■ Records:

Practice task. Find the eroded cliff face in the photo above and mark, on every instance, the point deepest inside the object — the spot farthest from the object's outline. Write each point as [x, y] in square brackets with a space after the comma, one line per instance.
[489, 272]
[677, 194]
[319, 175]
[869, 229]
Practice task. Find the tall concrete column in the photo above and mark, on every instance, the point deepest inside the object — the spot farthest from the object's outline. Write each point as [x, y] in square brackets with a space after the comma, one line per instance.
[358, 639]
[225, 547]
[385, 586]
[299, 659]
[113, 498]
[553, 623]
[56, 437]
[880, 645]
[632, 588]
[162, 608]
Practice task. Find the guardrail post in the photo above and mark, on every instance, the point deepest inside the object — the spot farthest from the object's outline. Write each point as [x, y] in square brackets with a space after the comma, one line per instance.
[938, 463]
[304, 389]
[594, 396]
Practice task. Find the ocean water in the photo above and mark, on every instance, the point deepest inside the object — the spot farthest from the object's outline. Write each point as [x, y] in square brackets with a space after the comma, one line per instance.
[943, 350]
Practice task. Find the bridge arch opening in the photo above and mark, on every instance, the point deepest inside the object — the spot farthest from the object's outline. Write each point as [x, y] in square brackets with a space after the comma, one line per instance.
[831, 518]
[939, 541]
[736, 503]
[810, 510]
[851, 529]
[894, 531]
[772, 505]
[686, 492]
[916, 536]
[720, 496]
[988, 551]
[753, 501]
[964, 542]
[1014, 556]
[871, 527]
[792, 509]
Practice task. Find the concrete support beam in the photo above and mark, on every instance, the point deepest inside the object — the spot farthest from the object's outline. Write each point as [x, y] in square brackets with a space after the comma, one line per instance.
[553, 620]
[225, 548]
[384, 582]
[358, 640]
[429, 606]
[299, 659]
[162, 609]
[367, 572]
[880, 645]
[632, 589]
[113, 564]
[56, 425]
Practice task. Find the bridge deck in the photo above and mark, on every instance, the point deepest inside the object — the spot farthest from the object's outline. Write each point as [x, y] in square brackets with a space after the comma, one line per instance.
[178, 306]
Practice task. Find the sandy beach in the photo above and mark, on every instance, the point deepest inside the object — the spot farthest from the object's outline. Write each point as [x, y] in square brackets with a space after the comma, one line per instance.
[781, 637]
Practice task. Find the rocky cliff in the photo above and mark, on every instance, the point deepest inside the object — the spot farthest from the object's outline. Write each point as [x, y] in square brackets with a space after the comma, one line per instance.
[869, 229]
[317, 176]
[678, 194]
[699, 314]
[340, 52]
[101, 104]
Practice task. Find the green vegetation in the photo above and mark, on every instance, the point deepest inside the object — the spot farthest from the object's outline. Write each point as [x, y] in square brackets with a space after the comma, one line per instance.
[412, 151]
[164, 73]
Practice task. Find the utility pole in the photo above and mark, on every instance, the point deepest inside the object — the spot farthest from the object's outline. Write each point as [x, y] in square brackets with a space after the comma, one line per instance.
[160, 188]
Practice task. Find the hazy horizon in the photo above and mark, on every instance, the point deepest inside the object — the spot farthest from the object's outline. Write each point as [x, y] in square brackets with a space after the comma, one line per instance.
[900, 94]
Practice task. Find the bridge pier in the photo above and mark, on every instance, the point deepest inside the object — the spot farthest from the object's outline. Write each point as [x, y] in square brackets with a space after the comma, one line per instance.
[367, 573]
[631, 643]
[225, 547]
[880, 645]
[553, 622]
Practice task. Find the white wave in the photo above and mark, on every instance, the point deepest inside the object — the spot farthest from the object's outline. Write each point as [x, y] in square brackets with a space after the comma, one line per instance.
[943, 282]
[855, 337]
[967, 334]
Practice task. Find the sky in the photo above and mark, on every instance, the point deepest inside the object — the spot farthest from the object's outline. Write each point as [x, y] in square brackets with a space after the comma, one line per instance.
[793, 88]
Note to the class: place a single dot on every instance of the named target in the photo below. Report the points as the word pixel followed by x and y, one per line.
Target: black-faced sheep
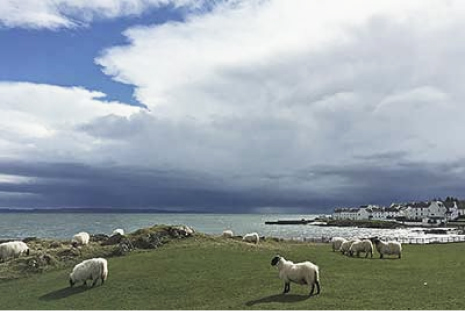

■ What is expected: Retype the listing exactly and drop the pictures.

■ Written solution:
Practice task. Find the eroded cliff face in the photo above and mark, on every instance, the point deepest inside the object — the spot farthest from the object's outline. Write each point as [x, y] in square brackets with a space after the comma, one line per instance.
[489, 272]
[677, 194]
[319, 175]
[869, 229]
Practice task. Find the tall concrete column in the photo above and mark, on every instance, the point deepest inside the object — the spot farthest from the object's outline. Write each point as [x, y] in square brackets with a space after the comma, one line per instance.
[358, 639]
[225, 547]
[385, 586]
[299, 659]
[113, 498]
[553, 623]
[56, 437]
[880, 645]
[632, 588]
[162, 608]
Practice task. Find the guardrail post in the photo above and mark, on every instance, the point deepest inside the object — the spot farthest from the object's outline. Write each point as [x, y] in square brackets with a space after the comma, one line per instance.
[938, 463]
[304, 389]
[594, 396]
Practice task. Find the ocean water in the photo above and mark, on every instance, the point deepest inside the object — the spot farthest from the object's outline. Write each point as [x, y] in square brackets with a space after the comma, one line per instance.
[943, 350]
Practice task. Find the bridge arch opening in the photo above and mark, on every instance, the point deepest inside the object — the spot farthest from the object's outline. Write each point as [x, y] in square brackets with a space after the comma, one line per instance.
[831, 518]
[939, 541]
[736, 503]
[810, 510]
[851, 529]
[894, 531]
[772, 505]
[686, 492]
[916, 536]
[720, 496]
[988, 551]
[753, 501]
[964, 542]
[1014, 556]
[871, 527]
[792, 509]
Practice task. Find the concrete support beam in the photo above and mark, on every instance, the point deepest inside the object — the spot farthest from the object's outline. Write each point as [x, y] in square brackets with a space after the comma, one line per instance.
[553, 620]
[225, 548]
[384, 582]
[358, 640]
[429, 606]
[299, 659]
[162, 609]
[367, 572]
[880, 645]
[632, 589]
[113, 564]
[56, 425]
Practice task. Find the bridge deck in the photo above and mark, on every instance, the point deepest inside the object — the spot farthest from the object's outline. Write each point as [x, y] in square brackets with a space after the comma, one line per instance.
[178, 306]
Practice task. Find the sandy beach in the photo above and mark, on every instance, the point deepest inside the object — the spot farthest from the object's outline. Write each point as [x, y] in square brackets with a space after the comma, one line per instance.
[781, 637]
Practice task. Find the rocky cliff in the photo above and mark, on every instance, the point deepest inside the object — the spot farthest from the object's outline. Write each point as [x, y] in square brackets with a space after the comma, one line per instance.
[869, 229]
[317, 176]
[678, 194]
[699, 314]
[340, 52]
[101, 104]
Practice task. Find the green vegetation in the photo above and mark, on every instance, the point deepest inside the object — the spot farthest from the object's outline. Write each point as [x, y] in square brackets with a space after the comma, one line per instance.
[412, 151]
[164, 73]
Practice task. Find the utility pole in the photo above and mark, on every instance, the point deepest inside the object — the spot farthest from the object's outline. Write each point as [x, y] in square brackets with a space after the comma, one line per instance.
[160, 188]
Practice task. Find the hazy horizon in the photo above and mark, on every instance, the point deepest inside the object — the spot farthest from the object's outline. Write each point as [x, y] in square brackets with a space after the comma, one line per instance.
[900, 94]
Practice task. Find the bridge pier in the photo above and mark, on every instance, the point deepest inside the object — the spot farthest from the object's outline. Write each point as [x, y] in square brackets with a space after the comma, one line per instance.
[367, 573]
[631, 643]
[225, 547]
[880, 645]
[553, 622]
Practice task. Find the white wave in the photo above and mark, on every instance, the point deepest inside the object — the spot farthest from the object's outline. Write each point as [x, y] in square brackets with a space after the comma, one line per instance.
[943, 282]
[855, 337]
[967, 334]
Practice task. Find the sky in the photo above and mark, on every instance, the point deepest inside the object — the spot farthest from the object's outline. Write each point as [x, y] in square brackets with a space after the comma, one line per instance.
[793, 88]
Note to the class: place a single dot on every instance of the named target in the photo below. Report the points as the word pixel followed by x and y, one per line.
Target: black-faced sheep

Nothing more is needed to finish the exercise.